Permintaan 1.
Ringkaslah paragraf dalam kutipan dokumen tentang was-was setan yang diawali "Utsman bin Abu Al-‘Ash ra. telah berkata" menjadi daftar poin yang memuat fakta utamanya.
Permintaan 2.
Sambunglah kutipan dokumen tentang cara menolak was-was setan, mulai dari bagian setelah kalimat terakhirnya.

Maksudnya hati itu jika dia sibuk dengan berzikir kepada Allah, setan tidak
punya jalan untuk menggodanya, tetapi dia akan memperbanyak was-was di dalam
hati (orang itu) ketika imannya melemah untuk melalaikannya dari zikrullah. Maka,
seorang hamba itu diuji dengan setan di setiap keadaan dan ia tidak
meninggalkannya, akan tetapi ia akan hilang jika seorang hamba
mengingat Allah swt.”
Telah berkata Qois bin Al Hajjaj: “Setan yang
menggodaku berkata kepadaku, “Aku telah masuk ke dalam dirimu dulu seperti
unta, dan hari ini aku seperti burung pipit.” Kemudian aku tanya, “kenapa
seperti itu?” Dia jawab, “Karena kamu
telah melelehkanku dengan kitab Allah.”
و قال
عثمان بن العاص رضي الله عنه يا رسول
الله، الشيطان حال بينى و بين صلاتى و قرائتى. فقال: ذلك الشيطان يقال له خنزب إذا
أحسسته فتعوذ بالله و اتفل على يسارك ثلاثا قال ففعلت ذلك فأذهب الله عنى. فمن كثرت وسوسته فى الصلاة فليستعذ بالله من
الشيطان و يقول: اللهم إنى أعوذ بك من شيطان الوسوسة خنزب ثلاث مرات فإن الله يذهبه
Utsman bin Abu Al-‘Ash ra. telah berkata: “Ya
Rasulallah, setan telah menghalangi antara aku, salatku
dan bacaanku”, lalu
Nabi saw. bersabda, “Setan itu namanya Khanzab, apabila kamu merasakannya,
maka berlindunglah kepada Allah dan meludahlah ke kiri sebanyak tiga
kali.” Kemudian aku kerjakan yang demikian itu, maka Allah hilangkan dariku (was-was).” (HR.
Muslim)
Maka, barang siapa yang banyak was-wasnya di dalam
salat, hendaklah ia memohon perlindungan kepada Allah dengan membaca, Allaahumma
innii A'uudzubika min syaithoonil waswasati khanzab sebanyak 3 kali, maka Allah
akan menghilangkannya. Insya Allah
و كان الأستاذ أبو الحسن الشاذلى يعلم أصحابه ما يدفع الوسواس و الخواطر الردئية فكان يقول لهم من أحس بذلك فليضع يده اليمنى على صدره و يقول، سبحان الملك القدوس الخلاق الفعال سبع مرات ثم يقول إن يشأ يذهبكم و يأت بخلق جديد و ما ذلك على الله بعزيز و يقول ذلك المصلى قبل الإحرام
“Dan
Ustadz Abul Hasan Asy-Syadzili pernah mengajari murid-muridnya
apa-apa saja yang dapat menolak was-was
dan bisikan-bisikan yang buruk. Beliau bilang kepada mereka, siapa yang
merasakan was-was itu, letakkanlah tangan kanannya di atas dadanya dan ucapkan, “Subhaanal
Malikil Qudduusil Khollaaqil fa'aal
(fa'aal itu ‘ainnya bertasydid) (Maha
suci Yang Maha Raja, Maha Suci, Maha Mencipta lagi
Maha Berbuat), sebanyak 7 kali. Kemudian dia baca, “Iyyasya' yudzhibkum wa ya'ti bi
kholqin jadiid wa maa dzaalika 'alallaahi bi 'aziiz. (Jika Dia menghendaki
Dia akan menghilangkan kalian, dan akan mendatangkan makhluk yang baru, dan itu
di sisi Allah tidaklah sulit), dan orang yang salat doa itu dibaca sebelum
takbiratul ihram.”

Catatan yang ditampilkan.
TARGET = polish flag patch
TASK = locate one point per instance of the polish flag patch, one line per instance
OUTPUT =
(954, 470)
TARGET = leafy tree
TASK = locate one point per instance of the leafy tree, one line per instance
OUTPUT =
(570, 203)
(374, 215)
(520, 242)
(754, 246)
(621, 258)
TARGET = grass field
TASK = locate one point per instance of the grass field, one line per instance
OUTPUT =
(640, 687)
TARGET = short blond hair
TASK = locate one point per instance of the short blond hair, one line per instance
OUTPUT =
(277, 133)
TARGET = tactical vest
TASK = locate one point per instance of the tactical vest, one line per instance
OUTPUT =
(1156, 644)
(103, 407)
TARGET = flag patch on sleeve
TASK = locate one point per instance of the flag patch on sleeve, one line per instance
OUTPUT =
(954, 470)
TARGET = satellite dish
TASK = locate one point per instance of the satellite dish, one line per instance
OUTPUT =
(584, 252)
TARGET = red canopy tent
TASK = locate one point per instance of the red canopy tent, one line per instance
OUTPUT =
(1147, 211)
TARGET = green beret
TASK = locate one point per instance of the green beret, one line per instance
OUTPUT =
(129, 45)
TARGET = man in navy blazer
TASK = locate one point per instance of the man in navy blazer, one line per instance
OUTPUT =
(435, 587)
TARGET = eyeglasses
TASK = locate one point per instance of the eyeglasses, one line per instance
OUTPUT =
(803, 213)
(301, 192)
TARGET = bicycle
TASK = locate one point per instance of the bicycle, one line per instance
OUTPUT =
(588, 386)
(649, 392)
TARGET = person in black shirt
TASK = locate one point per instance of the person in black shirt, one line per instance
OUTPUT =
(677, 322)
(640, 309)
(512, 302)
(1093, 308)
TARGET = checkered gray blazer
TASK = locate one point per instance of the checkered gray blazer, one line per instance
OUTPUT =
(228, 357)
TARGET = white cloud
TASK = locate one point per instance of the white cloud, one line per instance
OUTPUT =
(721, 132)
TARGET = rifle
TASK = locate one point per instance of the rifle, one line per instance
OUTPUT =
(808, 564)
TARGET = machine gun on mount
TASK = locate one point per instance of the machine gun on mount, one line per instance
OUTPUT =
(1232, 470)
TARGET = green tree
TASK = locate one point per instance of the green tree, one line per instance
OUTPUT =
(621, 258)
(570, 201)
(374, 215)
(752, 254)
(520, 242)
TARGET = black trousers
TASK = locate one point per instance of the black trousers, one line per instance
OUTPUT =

Hasil 1.
- Utsman bin Abu Al-‘Ash ra. mengadu kepada Rasulullah bahwa setan menghalangi antara dirinya, salatnya, dan bacaannya.
- Nabi saw. menjelaskan bahwa setan itu bernama Khanzab.
- Jika merasakannya, seseorang hendaknya berlindung kepada Allah dan meludah ke kiri sebanyak tiga kali.
- Utsman melakukan hal itu, lalu Allah menghilangkan was-was darinya.
- Hadis ini diriwayatkan oleh Muslim.

Hasil 2.
و
في الخبر إن للوضوء شيطانا يقال له الولهان فاستعيذوا بالله منه فإنه يأتى إلى
المتوضىء فيقول له ما أسبغت وضوءك ما غسلت وجهك ما مسحت رأسك و يذكره بأشياء يكون
فعلها فمن نابه شيء من ذلك فليستعذ بالله من الولهان فإن الله يصرفه عنه
“Dan
di dalam
satu khabar, sesungguhnya dalam wudhu itu ada
syaitan yang disebut walahan, maka berlindunglah kalian kepada Allah darinya, sungguh ia
datang kepada orang yang berwudhu dan
bilang, ‘kamu belum menyempurnakan wudhumu, kamu belum membasuh wajahmu,
kamu belum menyapu kepalamu dan dia sebut hal-hal
yang sudah dikerjakan’. Barang siapa yang ditimpa sesuatu
seperti itu maka mohonlah perlindungan kepada Allah dari walahan, sungguh
Allah akan memalingkan ia darinya.”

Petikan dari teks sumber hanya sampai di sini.